══ Document excerpt

A Crate of Oranges
by Tana Jean Welch
sat next to the artist every afternoon
as he sipped tea on the cafe patio.
The people of Neulengbach assumed he traveled with citrus
because bright things must be a painter’s constant companion.
Even when the war came and everyone succumbed
to wearing black
with a now-and-then splash of gun metal blue,
and the sound of the rock sparrow was replaced
by the wail of the young soldier’s widow
as she watched the King’s Guard, their posture spoiled
under the weight of oak and brass, load the coffin into the white carriage–
even then, the painter kept taking tea
with his box of happy, bulbous oranges,
so was credited with having a solid spirit.
But these people lived before the time art transformed a urinal,
before the time one could fly in a passenger jet, cruise the cloud-line
to see the earth for what it really is:
a patchwork of velvet: a brown, green, tourmaline grandmother’s quilt,
soft and innocuous, smooth
except where the cities are.
By the end of the funeral, the widow’s garter belt had slipped
causing her fishnet stocking to bunch at the right knee
of her long leg, reminding the painter of the cracked opal
in his mother’s pendant.
By the end of the war
they had pulled the painter from his house,
burnt his blue sketches and paintings of naked girls, naked boys,
arrested him for using oranges as bait–
even though the village children swore the oranges were juicier and sweeter
than the ones placed in their stockings at Christmas
when the evergreen firs are hauled in from the cold
and snow blinds all with a titanium white.

════

* [What this task involves]: Write out the stretch of the poem about the crate of oranges from "But these people" through "his mother’s pendant.", word for word. The listing after this poem is from a separate source.

══ Material supplied

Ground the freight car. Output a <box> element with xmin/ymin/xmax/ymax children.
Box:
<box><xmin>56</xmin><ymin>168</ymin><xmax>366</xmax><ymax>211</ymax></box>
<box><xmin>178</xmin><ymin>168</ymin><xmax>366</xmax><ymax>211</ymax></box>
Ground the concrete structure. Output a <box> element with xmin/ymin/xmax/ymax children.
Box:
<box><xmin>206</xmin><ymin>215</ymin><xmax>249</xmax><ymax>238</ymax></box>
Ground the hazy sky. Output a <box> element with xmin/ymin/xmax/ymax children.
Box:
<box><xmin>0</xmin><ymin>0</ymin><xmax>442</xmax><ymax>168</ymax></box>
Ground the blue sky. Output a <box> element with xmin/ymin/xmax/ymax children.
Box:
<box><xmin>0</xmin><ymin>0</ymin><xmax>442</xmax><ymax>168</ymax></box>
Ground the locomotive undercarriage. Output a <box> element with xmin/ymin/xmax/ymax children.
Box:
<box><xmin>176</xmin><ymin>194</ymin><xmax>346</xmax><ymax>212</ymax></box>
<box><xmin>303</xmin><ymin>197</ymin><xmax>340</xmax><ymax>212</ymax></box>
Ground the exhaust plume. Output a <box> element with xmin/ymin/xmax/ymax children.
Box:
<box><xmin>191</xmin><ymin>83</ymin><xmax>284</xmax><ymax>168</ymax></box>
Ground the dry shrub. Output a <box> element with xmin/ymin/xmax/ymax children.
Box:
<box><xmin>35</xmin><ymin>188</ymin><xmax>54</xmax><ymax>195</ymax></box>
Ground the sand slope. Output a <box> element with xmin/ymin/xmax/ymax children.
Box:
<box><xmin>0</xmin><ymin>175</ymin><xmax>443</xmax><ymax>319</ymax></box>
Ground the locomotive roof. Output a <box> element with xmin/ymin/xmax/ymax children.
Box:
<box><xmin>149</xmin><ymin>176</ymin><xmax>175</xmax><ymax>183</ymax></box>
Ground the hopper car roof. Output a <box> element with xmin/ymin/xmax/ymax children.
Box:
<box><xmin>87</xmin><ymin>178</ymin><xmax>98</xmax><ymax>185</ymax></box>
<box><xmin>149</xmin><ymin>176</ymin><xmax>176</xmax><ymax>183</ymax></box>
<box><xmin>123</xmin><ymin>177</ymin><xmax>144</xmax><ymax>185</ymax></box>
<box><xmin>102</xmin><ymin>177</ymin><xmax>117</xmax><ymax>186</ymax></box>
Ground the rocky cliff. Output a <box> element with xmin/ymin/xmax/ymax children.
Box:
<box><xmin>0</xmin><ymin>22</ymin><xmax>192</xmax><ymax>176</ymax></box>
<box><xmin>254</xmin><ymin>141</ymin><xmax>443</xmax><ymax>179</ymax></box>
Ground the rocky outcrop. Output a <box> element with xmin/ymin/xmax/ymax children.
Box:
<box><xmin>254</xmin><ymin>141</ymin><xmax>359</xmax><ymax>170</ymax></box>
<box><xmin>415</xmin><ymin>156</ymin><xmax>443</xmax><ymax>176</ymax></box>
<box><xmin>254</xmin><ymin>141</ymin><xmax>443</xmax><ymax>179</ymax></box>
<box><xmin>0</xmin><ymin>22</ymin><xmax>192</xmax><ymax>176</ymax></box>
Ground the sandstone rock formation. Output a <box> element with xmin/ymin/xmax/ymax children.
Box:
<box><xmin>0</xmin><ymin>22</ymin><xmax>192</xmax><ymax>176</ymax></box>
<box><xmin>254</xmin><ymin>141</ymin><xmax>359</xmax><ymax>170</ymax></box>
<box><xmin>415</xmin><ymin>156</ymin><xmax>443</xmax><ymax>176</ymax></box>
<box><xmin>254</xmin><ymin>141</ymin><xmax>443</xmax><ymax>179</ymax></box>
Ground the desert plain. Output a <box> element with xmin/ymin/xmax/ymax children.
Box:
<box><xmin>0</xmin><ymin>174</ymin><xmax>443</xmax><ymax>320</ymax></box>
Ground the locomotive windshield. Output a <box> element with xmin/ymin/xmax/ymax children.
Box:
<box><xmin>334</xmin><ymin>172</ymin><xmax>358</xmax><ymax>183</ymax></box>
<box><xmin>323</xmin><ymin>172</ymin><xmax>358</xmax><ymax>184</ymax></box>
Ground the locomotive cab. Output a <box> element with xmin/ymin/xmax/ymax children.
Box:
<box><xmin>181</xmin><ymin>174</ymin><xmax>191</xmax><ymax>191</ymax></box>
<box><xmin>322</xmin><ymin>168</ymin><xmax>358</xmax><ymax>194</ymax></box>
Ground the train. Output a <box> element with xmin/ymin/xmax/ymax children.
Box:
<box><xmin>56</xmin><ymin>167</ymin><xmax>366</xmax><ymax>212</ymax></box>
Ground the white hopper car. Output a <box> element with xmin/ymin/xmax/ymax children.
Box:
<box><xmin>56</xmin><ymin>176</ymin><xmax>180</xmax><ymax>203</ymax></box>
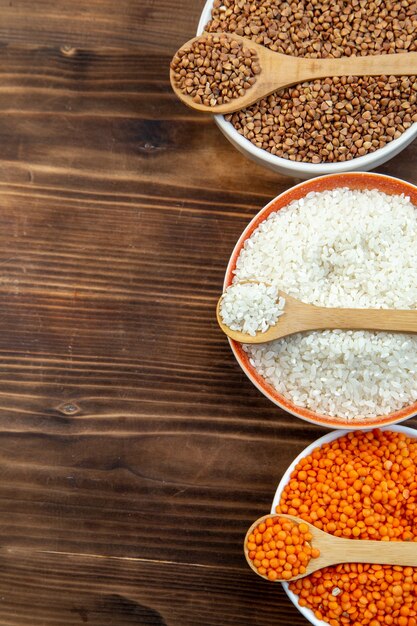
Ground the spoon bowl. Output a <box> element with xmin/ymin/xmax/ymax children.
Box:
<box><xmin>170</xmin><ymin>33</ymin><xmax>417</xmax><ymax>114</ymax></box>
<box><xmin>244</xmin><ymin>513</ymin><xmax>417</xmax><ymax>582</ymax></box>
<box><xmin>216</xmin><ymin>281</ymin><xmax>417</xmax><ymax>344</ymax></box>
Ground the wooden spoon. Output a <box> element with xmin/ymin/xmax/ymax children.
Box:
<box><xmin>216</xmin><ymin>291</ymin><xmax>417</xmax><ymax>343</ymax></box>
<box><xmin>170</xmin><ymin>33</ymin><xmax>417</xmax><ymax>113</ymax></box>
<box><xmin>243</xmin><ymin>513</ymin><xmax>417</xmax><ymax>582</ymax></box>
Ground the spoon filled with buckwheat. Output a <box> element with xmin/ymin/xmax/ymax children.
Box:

════

* [Task solution]:
But these people lived before the time art transformed a urinal,
before the time one could fly in a passenger jet, cruise the cloud-line
to see the earth for what it really is:
a patchwork of velvet: a brown, green, tourmaline grandmother’s quilt,
soft and innocuous, smooth
except where the cities are.
By the end of the funeral, the widow’s garter belt had slipped
causing her fishnet stocking to bunch at the right knee
of her long leg, reminding the painter of the cracked opal
in his mother’s pendant.